(BRANO DI LETTURA):
========

In equilibrio tra melodramma familiare e commedia, il film di Payne riesce di gran lunga meglio in questa seconda dimensione. Situazioni ai limiti del grottesco e battute spiritose non mancano, ma l'insieme è davvero poco consistente anche per una sola nomination all'oscar. Fatto sta che il film si è assicurato la statuetta per la miglior sceneggiatura non originale.    

venerdì 24 febbraio 2012

Cortesie per gli ospiti (The comfort of strangers)

anno: 1990   
regia: SCHRADER, PAUL
genere: drammatico
con Christopher Walken, Rupert Everett, Natasha Richardson, Helen Mirren, Mario Cotone, Rossana Cagliari, Manfredi Aliquò, Fabrizio Castellani, David Ford, Daniel Franco, Giancarlo Previati, Antonio Serrano
location: Italia
voto: 5

A Ian McEwan piacciono le storie forti, estreme. È questo il segreto del suo successo ed è per questa ragione che i suoi romanzi hanno tanto appeal sul pubblico femminile. Cortesie per gli ospiti è la prima tra le sue opere a essere portata sul grande schermo (seguiranno Il giardino di cemento, L'innocenza del diavolo, L'amore fatale ed Espiazione). La storia, implausibile dall'inizio alla fine, è quella di una coppia in viaggio a Venezia alla ricerca del perduto ardore. Tra i vicoli della laguna i due si imbattono in un personaggio eccentrico e misterioso (Walken), che li introduce nella sua lussuosissima casa sul Canal Grande, tutta damascata, una sorta di museo, nella quale comincia ad avere strani comportamenti, fino agli eccessi finali che, rappresentando il culmine del racconto, non possono ovviamente venir raccontati.

========

(DATI FORNITI):
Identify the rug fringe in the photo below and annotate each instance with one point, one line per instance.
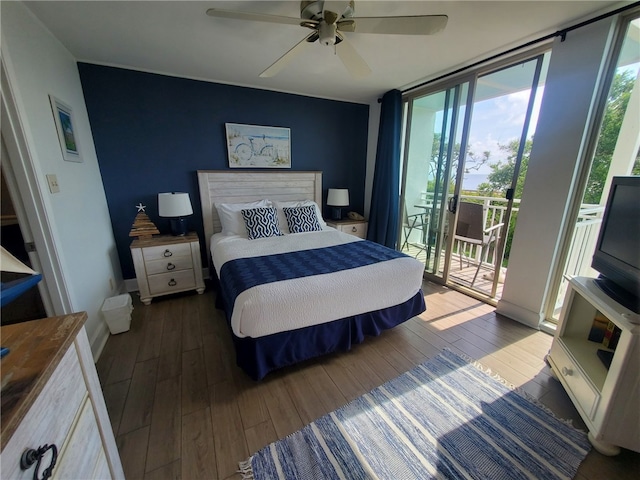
(246, 471)
(512, 387)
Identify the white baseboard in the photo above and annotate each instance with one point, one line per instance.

========

(USANDO LE INFORMAZIONI):
1 > Ricopia dal brano sui film tutto ciò che va da "In equilibrio tra" fino a "comfort of strangers)".
2 > Prosegui il brano sui film dopo la sua ultima frase.
Il materiale qui non serve.

(RISPOSTE SCRITTE):
1 >
In equilibrio tra melodramma familiare e commedia, il film di Payne riesce di gran lunga meglio in questa seconda dimensione. Situazioni ai limiti del grottesco e battute spiritose non mancano, ma l'insieme è davvero poco consistente anche per una sola nomination all'oscar. Fatto sta che il film si è assicurato la statuetta per la miglior sceneggiatura non originale.    

venerdì 24 febbraio 2012

Cortesie per gli ospiti (The comfort of strangers)

2 >
Schrader, sceneggiatore feticcio di Scorsese, conserva la tensione del romanzo, affidando alla fisicità di Rupert Everett (abbondantemente esposto in costume adamitico) e allo sguardo mefistofelico di Christopher Walken i ruoli centrali. La fotografia gotica di Dante Spinotti enfatizza la tanto la Venezia moresca quanto l'alone di mistero che avvolge la storia, che tuttavia si muove goffamente tra riferimenti a Lewis Carroll e morbosità erotiche fini a se stesse. Da ricordare l'interpretazione di Natasha Richardson: raramente al cinema si è vista una prova peggiore di questa. Sceneggiatura (sprecata) di Harold Pinter.    

domenica 19 febbraio 2012

In time

anno: 2012       
regia: NICCOL, ANDREW
genere: fantascienza
con Justin Timberlake, Amanda Seyfried, Cillian Murphy, Vincent Kartheiser, Olivia Wilde, Alex Pettyfer, Johnny Galecki, Matt Bomer, Jesse Lee Soffer, Aaron Perilo, Nick Lashaway, William Peltz, Ray Santiago, Zuleyka Silver, Will Harris, Michael William Freeman, Shyloh Oostwald 
location: Usa
voto: 5


In ossequio al celebre motto di Benjamin Franklin, secondo il quale "il tempo è denaro", nel film di Andrew Niccol la lotta di classe si sposta sull'asse del capitale cronometrico. In un futuro imprecisato gli umani sono geneticamente programmati per vivere fino a 25 anni. Dopo quel momento rimane loro soltanto un altro anno di vita: i più abbienti potranno comprare tempo a volontà fino a diventare quasi immortali; gli altri, la massa, dovranno subire l'inesorabilità del destino. Will Salas (Timberlake), operaio nel quartiere ghetto della città (rigorosamente divisa in zone orarie, altra trovata geniale del film) si ritrova con un inaspettato capitale di oltre un secolo grazie alla donazione di un suicida. Decide allora di varcare le zone orarie e, affiancato dalla figlia ribelle di un cronarca (Seyfried, una autentica caricatura umana), escogita un piano per donare tempo a tutta la popolazione.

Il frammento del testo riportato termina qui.